• **SOURCE PASSAGE**
The contract calls for (a) a base salary starting at $185,000 per year through
January 27, 1996 (prorated), increasing to $200,000 per year for the next fiscal
year, ultimately increasing to $225,000 in the sixth and final year of the
contract ending in the Company's fiscal year 2001, (b) cash incentive
compensation payments of (i) $50,000 upon confirmation of the Plan, and (ii)
additional amounts based on pretax profit percentages from 3% (fourth quarter,
first year, fiscal year 1996) to 2% (final year, fiscal year 2001), and (c) the
grant of options in February 1, 1996 and 1997 to acquire an aggregate of 40,000
additional shares of Company Common Stock. 

          The contract allows the Company to terminate Mr. Lawrence's employment
with cause at any time without payment of any additional salary beyond that
earned to date. The contract also allows the Company to terminate Mr. Lawrence's
employment without cause at any time, in which event Mr. Lawrence is entitled to
receive (a) payment of 50 % of his base salary for the remainder of the contract
term through fiscal year 2001, with a maximum payment of 12 months base pay, and
(b) a one-time payment equal to the pro rata cash incentive payment for the year
of termination.

• **WHAT IS NEEDED**
Retype the stretch of the employment contract passage from "The contract allows" through "of termination.", keeping every word and mark unchanged.

• **ENTRIES PROVIDED**
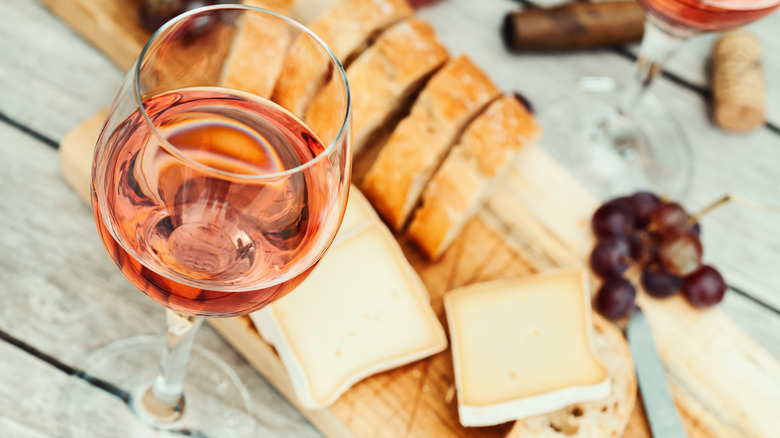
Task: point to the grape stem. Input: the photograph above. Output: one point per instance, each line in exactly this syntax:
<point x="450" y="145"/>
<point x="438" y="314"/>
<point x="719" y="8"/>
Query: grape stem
<point x="730" y="197"/>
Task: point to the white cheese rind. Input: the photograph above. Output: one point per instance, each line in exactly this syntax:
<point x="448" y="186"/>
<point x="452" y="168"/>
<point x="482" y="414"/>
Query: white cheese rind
<point x="489" y="335"/>
<point x="363" y="310"/>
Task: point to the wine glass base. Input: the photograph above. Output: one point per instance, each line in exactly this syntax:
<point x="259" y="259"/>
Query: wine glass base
<point x="658" y="156"/>
<point x="102" y="398"/>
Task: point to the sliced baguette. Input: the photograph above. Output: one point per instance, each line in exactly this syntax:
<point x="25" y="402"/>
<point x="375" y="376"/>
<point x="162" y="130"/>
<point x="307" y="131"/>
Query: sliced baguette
<point x="258" y="50"/>
<point x="381" y="80"/>
<point x="347" y="27"/>
<point x="453" y="96"/>
<point x="470" y="171"/>
<point x="604" y="418"/>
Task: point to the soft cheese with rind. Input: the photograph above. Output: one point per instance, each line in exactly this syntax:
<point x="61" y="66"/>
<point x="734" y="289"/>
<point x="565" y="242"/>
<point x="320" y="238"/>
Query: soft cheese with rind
<point x="381" y="79"/>
<point x="601" y="418"/>
<point x="346" y="27"/>
<point x="363" y="310"/>
<point x="523" y="347"/>
<point x="457" y="190"/>
<point x="452" y="98"/>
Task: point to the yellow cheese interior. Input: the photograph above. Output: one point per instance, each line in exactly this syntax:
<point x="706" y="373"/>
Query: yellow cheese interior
<point x="523" y="338"/>
<point x="359" y="308"/>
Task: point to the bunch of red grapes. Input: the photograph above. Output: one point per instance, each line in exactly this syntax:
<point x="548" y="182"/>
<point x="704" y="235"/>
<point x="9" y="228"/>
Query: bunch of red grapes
<point x="663" y="240"/>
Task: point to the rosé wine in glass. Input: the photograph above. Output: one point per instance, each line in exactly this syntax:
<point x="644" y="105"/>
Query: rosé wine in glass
<point x="192" y="239"/>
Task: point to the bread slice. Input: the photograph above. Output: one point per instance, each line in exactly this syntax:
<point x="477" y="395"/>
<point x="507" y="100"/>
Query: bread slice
<point x="605" y="418"/>
<point x="381" y="79"/>
<point x="347" y="28"/>
<point x="258" y="50"/>
<point x="453" y="96"/>
<point x="458" y="189"/>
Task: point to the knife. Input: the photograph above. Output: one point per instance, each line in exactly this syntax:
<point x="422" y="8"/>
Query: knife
<point x="661" y="411"/>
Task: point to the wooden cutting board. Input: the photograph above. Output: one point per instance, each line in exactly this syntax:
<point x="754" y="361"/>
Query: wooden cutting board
<point x="724" y="383"/>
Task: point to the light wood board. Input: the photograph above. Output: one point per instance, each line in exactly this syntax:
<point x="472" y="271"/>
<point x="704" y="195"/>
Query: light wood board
<point x="538" y="219"/>
<point x="742" y="243"/>
<point x="523" y="223"/>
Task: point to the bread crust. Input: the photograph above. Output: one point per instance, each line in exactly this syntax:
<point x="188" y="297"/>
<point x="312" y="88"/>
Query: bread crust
<point x="605" y="418"/>
<point x="380" y="80"/>
<point x="258" y="50"/>
<point x="453" y="96"/>
<point x="458" y="189"/>
<point x="346" y="28"/>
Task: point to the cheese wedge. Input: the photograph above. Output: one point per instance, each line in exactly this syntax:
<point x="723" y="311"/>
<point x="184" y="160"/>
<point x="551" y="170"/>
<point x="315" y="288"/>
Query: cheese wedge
<point x="523" y="347"/>
<point x="362" y="311"/>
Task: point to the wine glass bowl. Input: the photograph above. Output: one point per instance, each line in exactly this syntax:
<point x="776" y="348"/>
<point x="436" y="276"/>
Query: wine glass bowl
<point x="617" y="139"/>
<point x="695" y="16"/>
<point x="213" y="200"/>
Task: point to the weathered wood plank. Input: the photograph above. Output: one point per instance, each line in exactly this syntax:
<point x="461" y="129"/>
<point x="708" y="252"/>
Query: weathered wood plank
<point x="743" y="243"/>
<point x="50" y="79"/>
<point x="691" y="62"/>
<point x="61" y="293"/>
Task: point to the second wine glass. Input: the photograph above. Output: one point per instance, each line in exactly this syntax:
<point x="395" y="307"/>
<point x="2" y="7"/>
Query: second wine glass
<point x="617" y="139"/>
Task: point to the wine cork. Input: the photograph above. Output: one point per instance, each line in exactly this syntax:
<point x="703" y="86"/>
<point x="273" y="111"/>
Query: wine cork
<point x="574" y="26"/>
<point x="738" y="82"/>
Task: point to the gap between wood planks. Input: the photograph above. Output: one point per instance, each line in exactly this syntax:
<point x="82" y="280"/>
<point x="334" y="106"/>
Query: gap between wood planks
<point x="29" y="131"/>
<point x="65" y="368"/>
<point x="705" y="93"/>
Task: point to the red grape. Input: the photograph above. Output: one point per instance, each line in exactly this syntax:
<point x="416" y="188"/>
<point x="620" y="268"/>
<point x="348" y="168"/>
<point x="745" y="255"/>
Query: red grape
<point x="636" y="246"/>
<point x="615" y="298"/>
<point x="681" y="254"/>
<point x="642" y="205"/>
<point x="612" y="220"/>
<point x="610" y="257"/>
<point x="659" y="282"/>
<point x="669" y="219"/>
<point x="704" y="287"/>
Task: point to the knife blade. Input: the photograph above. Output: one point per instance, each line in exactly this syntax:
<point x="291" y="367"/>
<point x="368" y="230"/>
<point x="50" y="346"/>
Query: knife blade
<point x="659" y="405"/>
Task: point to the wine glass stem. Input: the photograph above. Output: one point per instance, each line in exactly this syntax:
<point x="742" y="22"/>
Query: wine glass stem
<point x="657" y="45"/>
<point x="618" y="130"/>
<point x="164" y="401"/>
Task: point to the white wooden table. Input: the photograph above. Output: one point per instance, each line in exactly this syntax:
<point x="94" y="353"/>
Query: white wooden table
<point x="61" y="296"/>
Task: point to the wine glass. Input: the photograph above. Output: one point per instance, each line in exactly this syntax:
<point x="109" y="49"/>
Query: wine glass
<point x="618" y="139"/>
<point x="213" y="201"/>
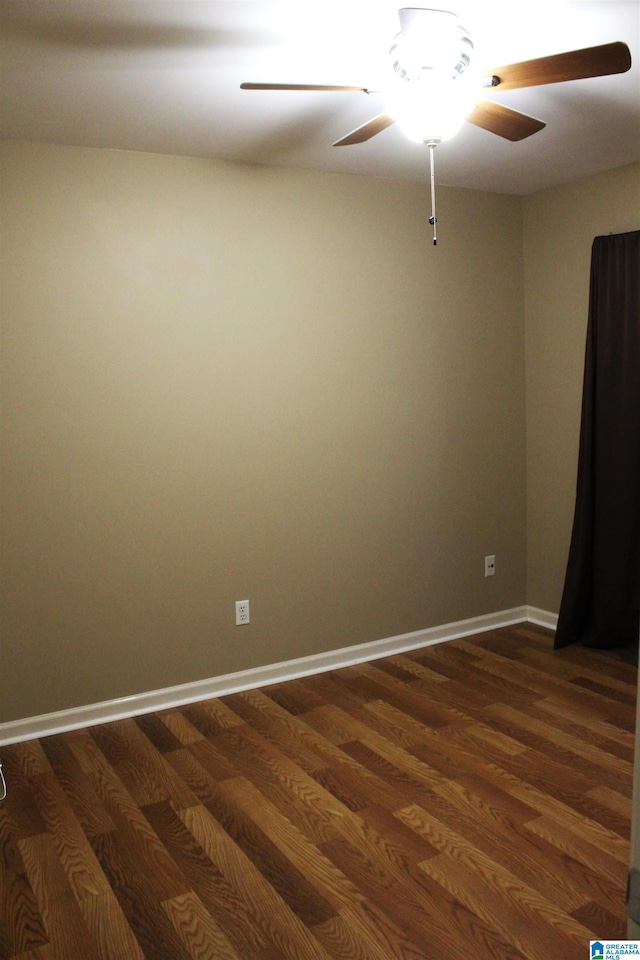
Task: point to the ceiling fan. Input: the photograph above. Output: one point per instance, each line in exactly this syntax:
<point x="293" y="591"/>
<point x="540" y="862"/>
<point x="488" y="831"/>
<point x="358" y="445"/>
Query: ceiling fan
<point x="434" y="85"/>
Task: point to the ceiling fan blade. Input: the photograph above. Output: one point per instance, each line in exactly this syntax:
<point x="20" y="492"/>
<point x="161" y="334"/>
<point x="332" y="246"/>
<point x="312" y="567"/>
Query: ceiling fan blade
<point x="599" y="61"/>
<point x="326" y="88"/>
<point x="503" y="121"/>
<point x="366" y="131"/>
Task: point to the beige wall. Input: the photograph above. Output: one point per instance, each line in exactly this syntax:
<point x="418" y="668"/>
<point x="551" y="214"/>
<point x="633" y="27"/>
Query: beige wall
<point x="559" y="228"/>
<point x="224" y="382"/>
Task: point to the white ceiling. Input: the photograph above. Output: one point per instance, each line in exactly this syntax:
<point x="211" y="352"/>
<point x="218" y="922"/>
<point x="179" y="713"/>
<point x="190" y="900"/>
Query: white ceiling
<point x="164" y="76"/>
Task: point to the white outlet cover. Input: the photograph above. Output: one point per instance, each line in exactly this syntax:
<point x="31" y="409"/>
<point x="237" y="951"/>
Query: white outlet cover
<point x="243" y="614"/>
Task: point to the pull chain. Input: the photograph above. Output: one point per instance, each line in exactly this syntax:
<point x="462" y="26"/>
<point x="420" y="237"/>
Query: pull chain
<point x="433" y="219"/>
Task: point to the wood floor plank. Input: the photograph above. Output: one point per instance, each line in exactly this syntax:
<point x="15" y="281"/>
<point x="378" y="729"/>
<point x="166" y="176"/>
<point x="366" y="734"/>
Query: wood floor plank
<point x="479" y="881"/>
<point x="256" y="906"/>
<point x="59" y="909"/>
<point x="469" y="798"/>
<point x="201" y="935"/>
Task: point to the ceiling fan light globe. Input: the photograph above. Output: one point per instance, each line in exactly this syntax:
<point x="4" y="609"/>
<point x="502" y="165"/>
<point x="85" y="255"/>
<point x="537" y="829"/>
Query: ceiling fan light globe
<point x="433" y="108"/>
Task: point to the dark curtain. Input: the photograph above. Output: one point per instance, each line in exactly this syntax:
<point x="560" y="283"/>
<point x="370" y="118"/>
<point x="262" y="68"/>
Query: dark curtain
<point x="600" y="600"/>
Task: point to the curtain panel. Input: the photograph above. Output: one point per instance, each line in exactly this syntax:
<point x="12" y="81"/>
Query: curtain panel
<point x="600" y="599"/>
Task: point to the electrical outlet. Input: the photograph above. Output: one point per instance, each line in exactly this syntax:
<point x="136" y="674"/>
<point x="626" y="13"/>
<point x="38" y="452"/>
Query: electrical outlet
<point x="242" y="612"/>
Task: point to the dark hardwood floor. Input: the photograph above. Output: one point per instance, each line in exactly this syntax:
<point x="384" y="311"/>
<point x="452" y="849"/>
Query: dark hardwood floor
<point x="467" y="800"/>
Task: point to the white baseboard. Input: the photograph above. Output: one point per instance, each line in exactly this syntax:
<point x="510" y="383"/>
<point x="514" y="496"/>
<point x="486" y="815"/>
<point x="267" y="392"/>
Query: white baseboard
<point x="542" y="618"/>
<point x="92" y="714"/>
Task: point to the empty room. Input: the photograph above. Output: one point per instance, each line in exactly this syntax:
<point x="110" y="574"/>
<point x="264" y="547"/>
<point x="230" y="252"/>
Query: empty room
<point x="306" y="650"/>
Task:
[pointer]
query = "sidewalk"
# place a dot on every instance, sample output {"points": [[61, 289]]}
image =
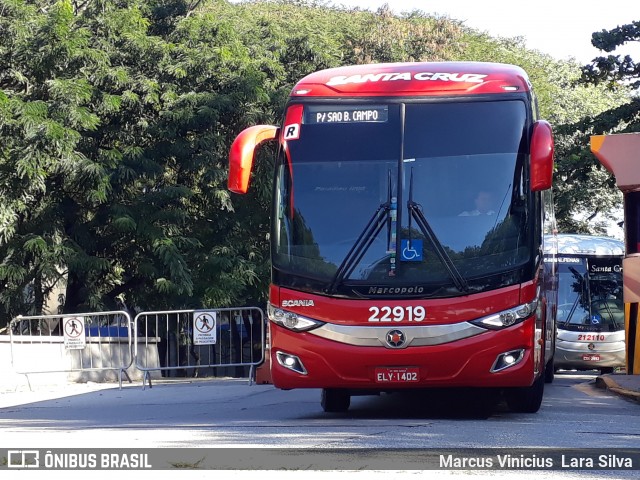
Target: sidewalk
{"points": [[626, 385]]}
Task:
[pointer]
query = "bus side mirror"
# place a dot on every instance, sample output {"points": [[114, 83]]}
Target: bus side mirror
{"points": [[541, 156], [242, 152]]}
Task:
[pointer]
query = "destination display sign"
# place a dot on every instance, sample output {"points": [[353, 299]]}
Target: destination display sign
{"points": [[324, 114]]}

• **FULL OUTPUT**
The contract allows the Company to terminate Mr. Lawrence's employment
with cause at any time without payment of any additional salary beyond that
earned to date. The contract also allows the Company to terminate Mr. Lawrence's
employment without cause at any time, in which event Mr. Lawrence is entitled to
receive (a) payment of 50 % of his base salary for the remainder of the contract
term through fiscal year 2001, with a maximum payment of 12 months base pay, and
(b) a one-time payment equal to the pro rata cash incentive payment for the year
of termination.